Extracted records
──────────

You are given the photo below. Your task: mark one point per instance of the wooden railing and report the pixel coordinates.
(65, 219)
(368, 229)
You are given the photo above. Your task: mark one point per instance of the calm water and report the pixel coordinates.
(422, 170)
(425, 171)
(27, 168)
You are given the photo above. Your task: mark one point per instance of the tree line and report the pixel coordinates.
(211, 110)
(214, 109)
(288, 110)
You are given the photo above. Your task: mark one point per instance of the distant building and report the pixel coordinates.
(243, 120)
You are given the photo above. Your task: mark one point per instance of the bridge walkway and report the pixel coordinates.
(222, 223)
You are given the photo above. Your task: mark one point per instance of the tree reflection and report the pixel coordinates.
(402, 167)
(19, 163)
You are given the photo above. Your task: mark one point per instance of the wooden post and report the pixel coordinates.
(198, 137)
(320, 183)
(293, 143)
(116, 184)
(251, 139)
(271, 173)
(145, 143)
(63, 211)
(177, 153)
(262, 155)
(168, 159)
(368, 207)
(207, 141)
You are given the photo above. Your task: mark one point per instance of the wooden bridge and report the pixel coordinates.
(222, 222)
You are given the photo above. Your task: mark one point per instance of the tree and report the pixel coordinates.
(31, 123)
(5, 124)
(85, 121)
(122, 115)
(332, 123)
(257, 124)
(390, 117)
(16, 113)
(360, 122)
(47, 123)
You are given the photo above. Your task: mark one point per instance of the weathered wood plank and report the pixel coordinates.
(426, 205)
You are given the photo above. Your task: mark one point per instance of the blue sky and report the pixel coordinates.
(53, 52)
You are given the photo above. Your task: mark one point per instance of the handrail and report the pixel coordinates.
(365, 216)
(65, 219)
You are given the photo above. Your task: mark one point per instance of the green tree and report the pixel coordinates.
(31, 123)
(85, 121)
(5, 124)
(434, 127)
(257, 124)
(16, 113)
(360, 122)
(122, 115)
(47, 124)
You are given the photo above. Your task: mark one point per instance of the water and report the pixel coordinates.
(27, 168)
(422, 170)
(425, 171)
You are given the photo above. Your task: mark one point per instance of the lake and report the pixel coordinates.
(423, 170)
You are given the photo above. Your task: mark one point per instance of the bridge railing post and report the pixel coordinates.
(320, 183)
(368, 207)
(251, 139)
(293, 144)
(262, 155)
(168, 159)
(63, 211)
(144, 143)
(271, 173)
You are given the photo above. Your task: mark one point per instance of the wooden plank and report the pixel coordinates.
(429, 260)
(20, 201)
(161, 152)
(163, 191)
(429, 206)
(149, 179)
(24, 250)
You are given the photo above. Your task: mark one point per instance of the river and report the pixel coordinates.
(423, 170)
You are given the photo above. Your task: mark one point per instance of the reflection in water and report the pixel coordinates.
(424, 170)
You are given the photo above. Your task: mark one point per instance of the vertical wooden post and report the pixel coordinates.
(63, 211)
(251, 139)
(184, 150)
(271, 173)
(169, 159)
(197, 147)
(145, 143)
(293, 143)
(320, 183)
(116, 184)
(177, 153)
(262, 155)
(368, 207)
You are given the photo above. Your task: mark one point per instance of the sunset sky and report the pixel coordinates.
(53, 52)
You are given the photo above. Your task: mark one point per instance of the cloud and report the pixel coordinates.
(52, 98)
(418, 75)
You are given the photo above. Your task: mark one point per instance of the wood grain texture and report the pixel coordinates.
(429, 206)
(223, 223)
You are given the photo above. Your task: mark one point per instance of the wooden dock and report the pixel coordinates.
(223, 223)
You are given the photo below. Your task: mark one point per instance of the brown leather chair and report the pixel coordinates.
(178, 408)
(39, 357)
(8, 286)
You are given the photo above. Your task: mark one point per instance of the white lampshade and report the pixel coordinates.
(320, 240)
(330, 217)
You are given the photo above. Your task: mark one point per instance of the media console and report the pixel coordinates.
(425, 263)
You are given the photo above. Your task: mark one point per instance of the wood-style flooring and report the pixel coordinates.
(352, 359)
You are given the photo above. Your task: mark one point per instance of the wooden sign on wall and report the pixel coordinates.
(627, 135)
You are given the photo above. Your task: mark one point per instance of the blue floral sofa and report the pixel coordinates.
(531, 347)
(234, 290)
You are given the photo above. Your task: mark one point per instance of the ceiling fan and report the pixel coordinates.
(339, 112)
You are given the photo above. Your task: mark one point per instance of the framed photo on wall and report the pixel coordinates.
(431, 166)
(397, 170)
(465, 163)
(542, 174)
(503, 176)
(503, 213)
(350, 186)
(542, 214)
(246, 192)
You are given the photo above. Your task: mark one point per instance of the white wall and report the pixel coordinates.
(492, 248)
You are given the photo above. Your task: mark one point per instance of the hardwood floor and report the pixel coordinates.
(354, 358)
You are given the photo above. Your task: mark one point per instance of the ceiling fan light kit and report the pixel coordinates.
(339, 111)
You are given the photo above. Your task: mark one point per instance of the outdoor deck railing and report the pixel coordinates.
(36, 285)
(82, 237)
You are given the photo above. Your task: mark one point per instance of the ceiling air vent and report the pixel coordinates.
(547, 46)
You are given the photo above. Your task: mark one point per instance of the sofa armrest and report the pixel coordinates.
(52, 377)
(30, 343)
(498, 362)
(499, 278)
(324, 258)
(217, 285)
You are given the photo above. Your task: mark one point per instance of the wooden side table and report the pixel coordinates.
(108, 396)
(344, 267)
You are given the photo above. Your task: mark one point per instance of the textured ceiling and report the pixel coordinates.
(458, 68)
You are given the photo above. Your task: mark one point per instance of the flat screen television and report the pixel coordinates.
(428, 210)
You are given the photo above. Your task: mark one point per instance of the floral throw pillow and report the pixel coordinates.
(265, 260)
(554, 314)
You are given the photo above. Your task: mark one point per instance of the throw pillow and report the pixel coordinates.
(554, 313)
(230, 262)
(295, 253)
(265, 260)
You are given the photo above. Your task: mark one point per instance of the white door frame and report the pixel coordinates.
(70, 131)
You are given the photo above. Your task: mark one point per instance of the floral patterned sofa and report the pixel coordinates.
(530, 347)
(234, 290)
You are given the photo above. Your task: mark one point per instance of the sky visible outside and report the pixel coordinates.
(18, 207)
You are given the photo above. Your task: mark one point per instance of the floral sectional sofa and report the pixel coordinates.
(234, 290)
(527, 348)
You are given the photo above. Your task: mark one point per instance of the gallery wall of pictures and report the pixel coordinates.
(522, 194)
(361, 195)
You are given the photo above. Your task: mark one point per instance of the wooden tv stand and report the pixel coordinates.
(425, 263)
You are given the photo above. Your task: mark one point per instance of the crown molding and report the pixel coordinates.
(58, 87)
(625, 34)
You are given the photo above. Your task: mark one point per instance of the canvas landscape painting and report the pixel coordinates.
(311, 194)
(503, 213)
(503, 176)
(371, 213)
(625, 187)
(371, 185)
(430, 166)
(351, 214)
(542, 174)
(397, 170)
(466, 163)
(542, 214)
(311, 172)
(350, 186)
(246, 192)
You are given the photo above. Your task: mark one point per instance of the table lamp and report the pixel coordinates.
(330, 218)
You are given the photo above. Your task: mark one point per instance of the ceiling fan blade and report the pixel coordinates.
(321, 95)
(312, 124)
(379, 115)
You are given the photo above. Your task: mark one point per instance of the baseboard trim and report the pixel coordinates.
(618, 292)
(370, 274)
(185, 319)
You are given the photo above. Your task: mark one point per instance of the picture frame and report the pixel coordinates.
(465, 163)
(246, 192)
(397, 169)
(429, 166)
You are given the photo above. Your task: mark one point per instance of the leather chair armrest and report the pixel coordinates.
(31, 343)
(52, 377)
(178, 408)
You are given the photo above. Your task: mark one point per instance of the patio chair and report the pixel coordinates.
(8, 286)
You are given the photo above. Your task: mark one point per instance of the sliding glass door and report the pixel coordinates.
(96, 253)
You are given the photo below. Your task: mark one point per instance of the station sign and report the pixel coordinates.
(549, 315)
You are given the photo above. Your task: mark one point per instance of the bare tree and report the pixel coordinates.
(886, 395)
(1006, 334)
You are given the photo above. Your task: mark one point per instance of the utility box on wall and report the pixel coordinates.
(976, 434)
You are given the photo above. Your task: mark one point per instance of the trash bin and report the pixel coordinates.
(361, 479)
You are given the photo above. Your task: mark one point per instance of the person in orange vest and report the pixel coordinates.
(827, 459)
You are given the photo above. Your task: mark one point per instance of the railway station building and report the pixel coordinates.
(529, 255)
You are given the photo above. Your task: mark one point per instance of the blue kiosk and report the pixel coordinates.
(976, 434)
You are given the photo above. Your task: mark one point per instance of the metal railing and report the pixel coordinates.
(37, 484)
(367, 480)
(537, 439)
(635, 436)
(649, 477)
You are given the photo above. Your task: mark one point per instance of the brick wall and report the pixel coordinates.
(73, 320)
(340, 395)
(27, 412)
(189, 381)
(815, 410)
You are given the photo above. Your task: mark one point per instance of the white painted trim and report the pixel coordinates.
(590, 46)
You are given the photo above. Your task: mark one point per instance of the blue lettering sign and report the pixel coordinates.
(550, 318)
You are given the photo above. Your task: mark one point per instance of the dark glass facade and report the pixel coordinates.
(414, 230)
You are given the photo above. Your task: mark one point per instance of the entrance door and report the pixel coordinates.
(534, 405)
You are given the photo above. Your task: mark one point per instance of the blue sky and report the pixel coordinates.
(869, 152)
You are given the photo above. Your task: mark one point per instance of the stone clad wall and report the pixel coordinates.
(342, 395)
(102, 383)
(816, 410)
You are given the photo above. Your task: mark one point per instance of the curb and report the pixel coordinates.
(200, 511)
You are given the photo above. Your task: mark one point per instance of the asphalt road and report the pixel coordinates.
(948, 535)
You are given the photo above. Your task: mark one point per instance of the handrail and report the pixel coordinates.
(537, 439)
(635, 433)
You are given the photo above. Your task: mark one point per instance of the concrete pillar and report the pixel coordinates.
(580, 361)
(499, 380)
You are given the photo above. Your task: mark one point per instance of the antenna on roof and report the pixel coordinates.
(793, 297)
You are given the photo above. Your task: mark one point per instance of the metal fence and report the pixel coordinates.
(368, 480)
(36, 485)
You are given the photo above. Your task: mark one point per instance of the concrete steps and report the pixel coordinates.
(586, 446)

──────────

* **Stated goal**: Set down, unchanged, the line that contains "pillar and report the pixel coordinates." together with every later line in the records, through the last one.

* **Finished task**:
You are given the photo above. Your task: mark one point per instance of the concrete pillar and report the pixel coordinates.
(580, 361)
(499, 380)
You are given the photo above. Your task: mark one point per instance of the antenna on roof and report the pixel coordinates.
(793, 297)
You are given the photo above. Your task: mark one point per instance of the metal fence and report the pixel coordinates.
(368, 480)
(36, 485)
You are given the photo above. Your task: mark one point per instance of the concrete steps and report the pixel coordinates.
(586, 446)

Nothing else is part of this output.